┌─ STORED DATA

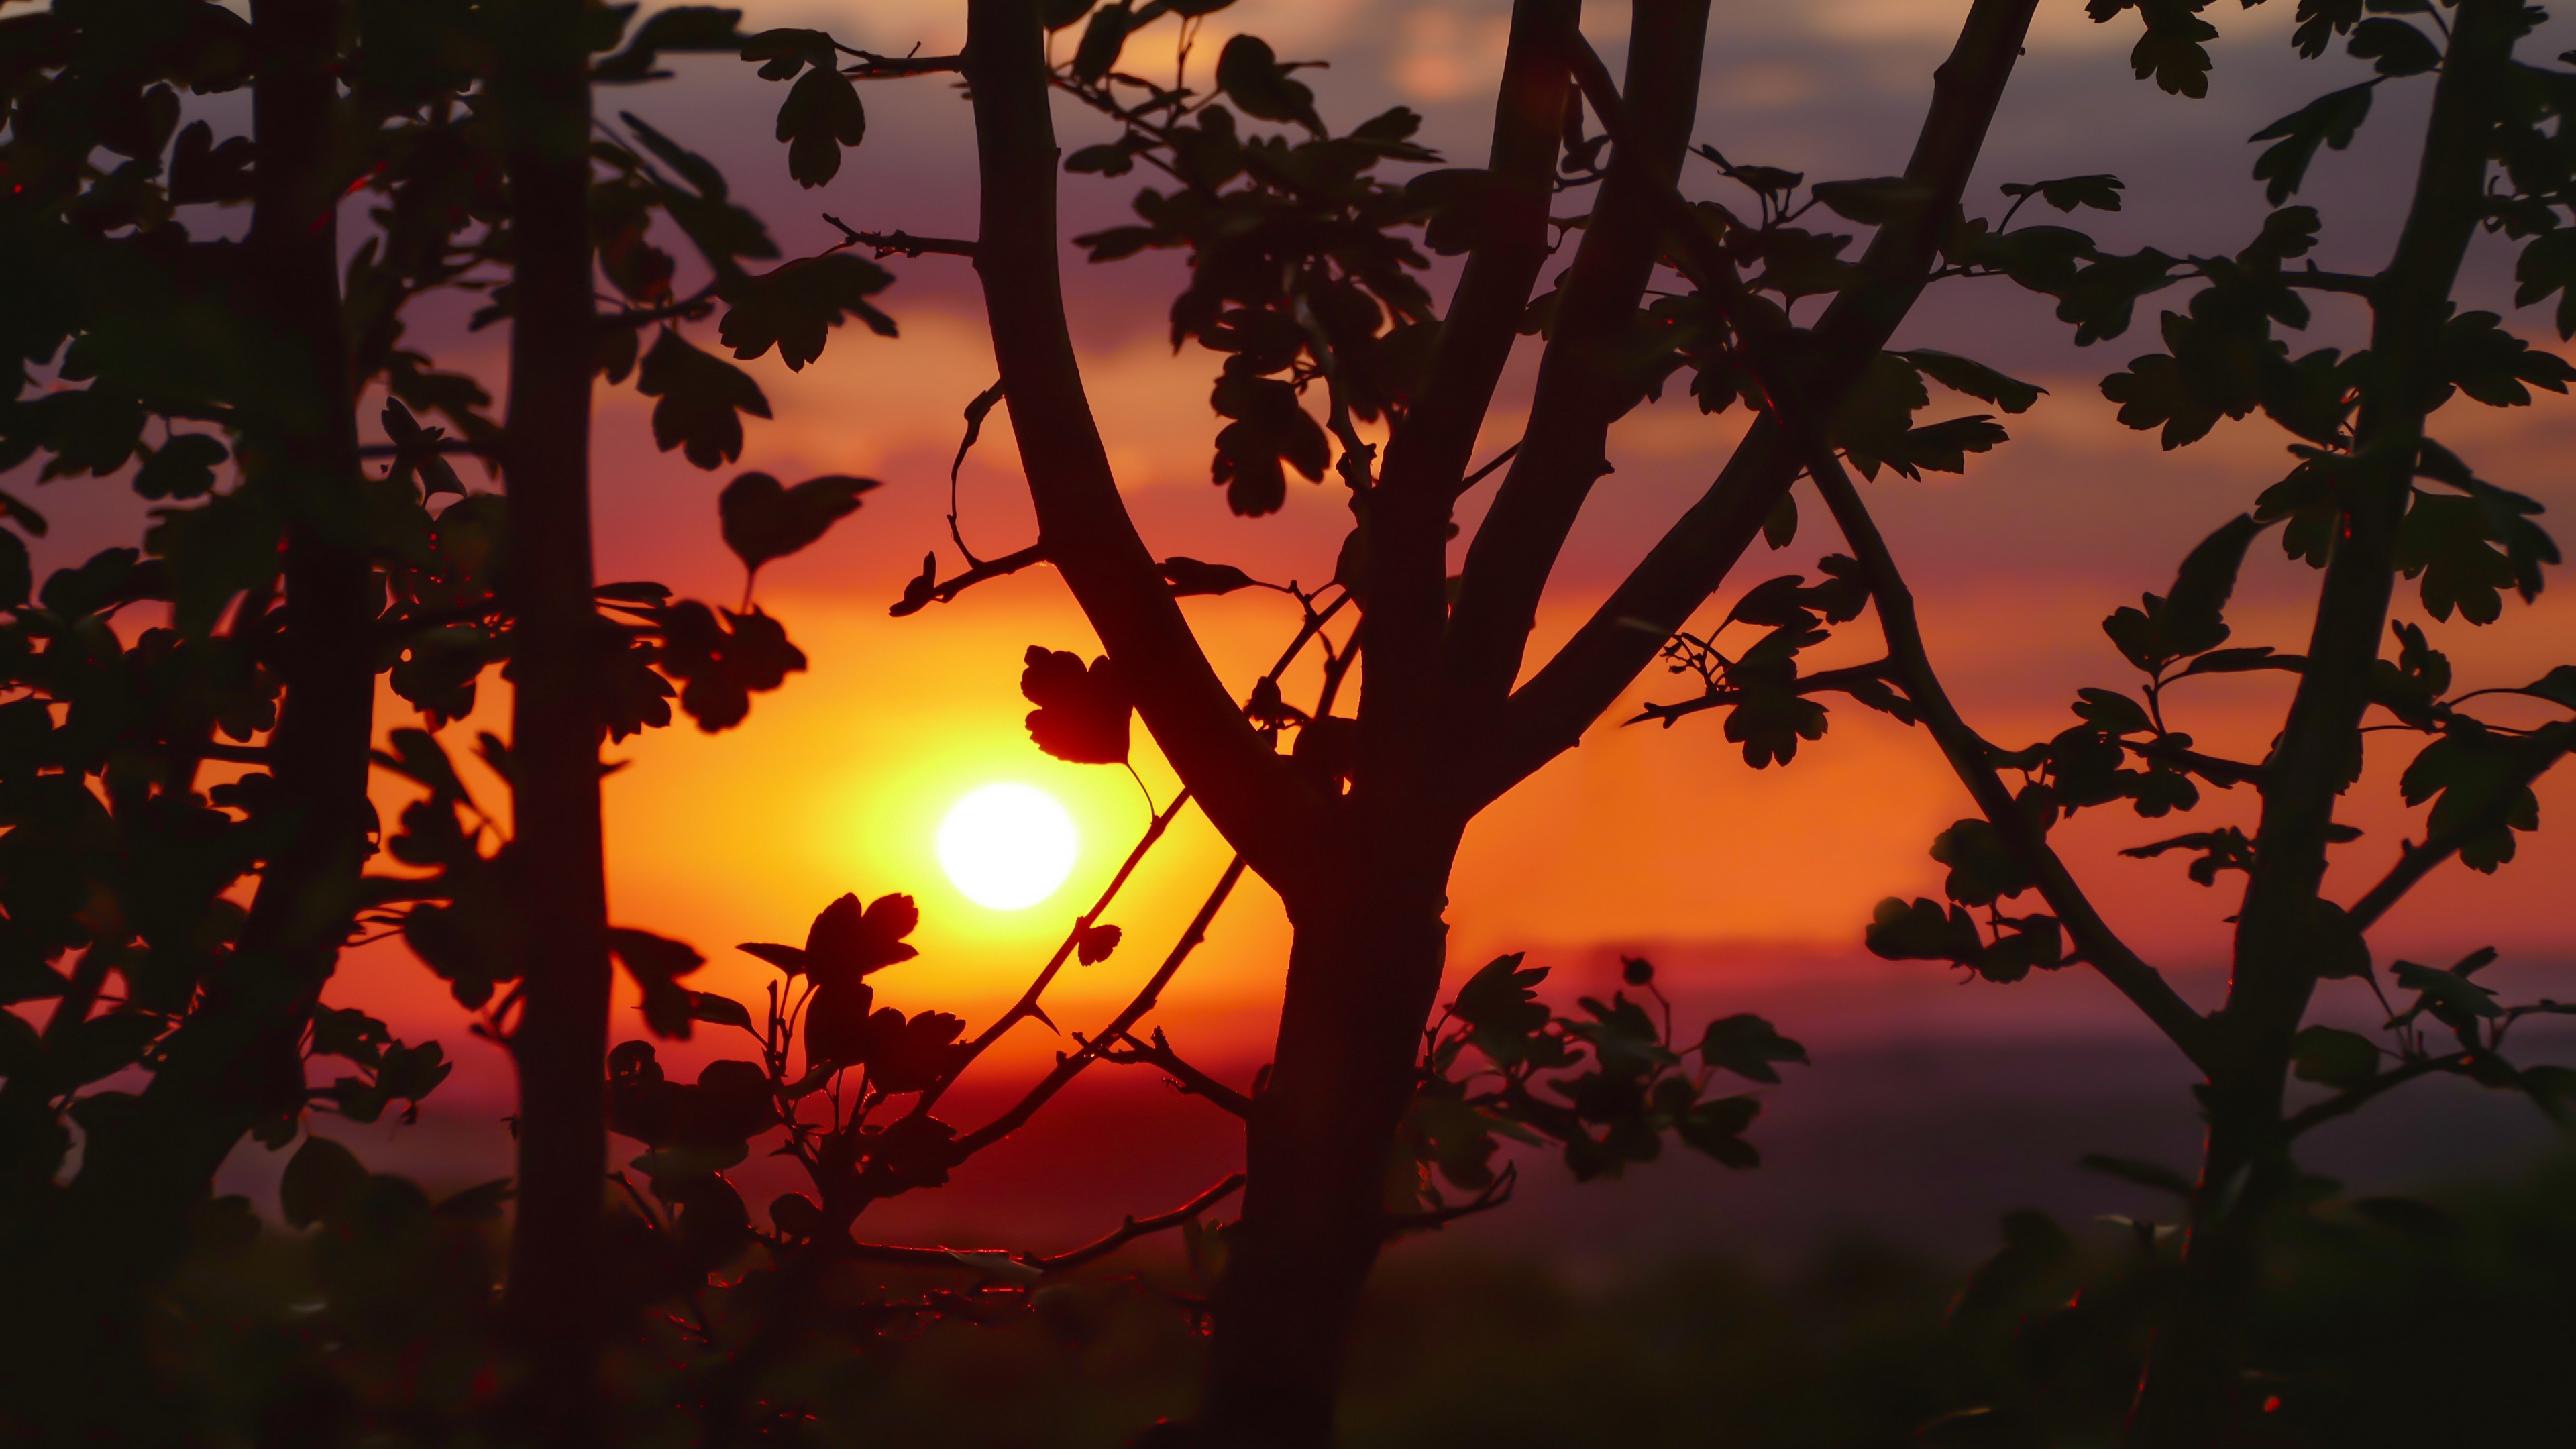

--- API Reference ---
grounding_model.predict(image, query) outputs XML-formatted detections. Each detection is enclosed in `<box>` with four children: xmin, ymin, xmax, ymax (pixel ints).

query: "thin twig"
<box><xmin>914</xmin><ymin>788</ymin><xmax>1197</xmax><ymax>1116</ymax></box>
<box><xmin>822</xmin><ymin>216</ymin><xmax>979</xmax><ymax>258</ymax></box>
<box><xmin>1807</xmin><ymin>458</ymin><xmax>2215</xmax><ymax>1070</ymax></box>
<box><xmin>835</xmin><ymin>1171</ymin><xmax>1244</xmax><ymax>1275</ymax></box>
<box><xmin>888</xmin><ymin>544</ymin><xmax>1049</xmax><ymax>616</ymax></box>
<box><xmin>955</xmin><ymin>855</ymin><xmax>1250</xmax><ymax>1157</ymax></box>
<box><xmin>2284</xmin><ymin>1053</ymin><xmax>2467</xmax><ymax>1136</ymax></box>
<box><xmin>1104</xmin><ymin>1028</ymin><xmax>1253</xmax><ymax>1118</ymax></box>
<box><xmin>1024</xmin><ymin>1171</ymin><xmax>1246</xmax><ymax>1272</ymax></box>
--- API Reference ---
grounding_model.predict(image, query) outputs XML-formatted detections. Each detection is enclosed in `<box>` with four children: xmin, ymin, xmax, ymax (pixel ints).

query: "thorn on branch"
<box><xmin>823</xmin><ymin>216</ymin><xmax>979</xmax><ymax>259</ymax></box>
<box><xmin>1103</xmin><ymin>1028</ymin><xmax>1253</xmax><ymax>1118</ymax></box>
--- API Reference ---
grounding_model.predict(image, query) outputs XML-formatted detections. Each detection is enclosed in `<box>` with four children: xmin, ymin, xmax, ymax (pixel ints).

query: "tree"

└─

▶ _AIM OF THE EXERCISE_
Images aside, return each entry above precisely as it stands.

▶ _ANSWER SPACE_
--- API Reference ---
grounding_model.predict(image, query) outputs XML-formatted detections. Each detection is enclosed in `<box>` with four children: xmin, ymin, xmax, ymax (pixel ints).

query: "thin twig"
<box><xmin>914</xmin><ymin>788</ymin><xmax>1197</xmax><ymax>1116</ymax></box>
<box><xmin>822</xmin><ymin>216</ymin><xmax>979</xmax><ymax>258</ymax></box>
<box><xmin>1807</xmin><ymin>458</ymin><xmax>2215</xmax><ymax>1070</ymax></box>
<box><xmin>835</xmin><ymin>1171</ymin><xmax>1244</xmax><ymax>1275</ymax></box>
<box><xmin>888</xmin><ymin>544</ymin><xmax>1049</xmax><ymax>616</ymax></box>
<box><xmin>955</xmin><ymin>855</ymin><xmax>1250</xmax><ymax>1157</ymax></box>
<box><xmin>2284</xmin><ymin>1053</ymin><xmax>2467</xmax><ymax>1136</ymax></box>
<box><xmin>1104</xmin><ymin>1028</ymin><xmax>1253</xmax><ymax>1118</ymax></box>
<box><xmin>1024</xmin><ymin>1171</ymin><xmax>1246</xmax><ymax>1272</ymax></box>
--- API Reference ---
grounding_model.predict(image, query) outputs XML-formatted detections. Each detection is enclosed in `<box>` with four children: xmin, ymin, xmax, ymax (pixel ints).

query: "thorn on branch"
<box><xmin>823</xmin><ymin>216</ymin><xmax>979</xmax><ymax>259</ymax></box>
<box><xmin>1103</xmin><ymin>1028</ymin><xmax>1253</xmax><ymax>1118</ymax></box>
--- API Reference ---
grounding_model.predict(image, query) outputs XML-formatted detections. Each detection is enclosed in `<box>` with four children: xmin, ymin, xmax, ymax (pixel ints).

query: "tree"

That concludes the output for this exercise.